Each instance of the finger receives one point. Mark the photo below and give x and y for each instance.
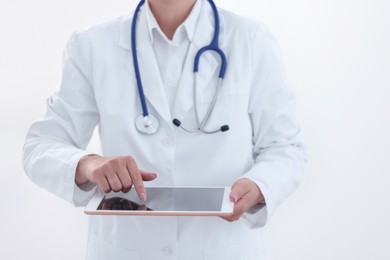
(126, 204)
(142, 207)
(124, 178)
(136, 178)
(148, 176)
(239, 189)
(114, 181)
(106, 205)
(103, 184)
· · ·
▸ **DESCRIPTION OF THE TASK**
Arrange every line of the items above as a JSON list of strings, one string per line, with blank lines skipped. Leave the pictures out.

▸ **EXERCISE SOLUTION**
[
  "Each instance of the finger receives one point. Mark the photo below and give x and y for each instance.",
  "(126, 204)",
  "(142, 207)",
  "(124, 178)",
  "(136, 178)",
  "(148, 176)",
  "(239, 189)",
  "(114, 181)",
  "(106, 205)",
  "(103, 184)"
]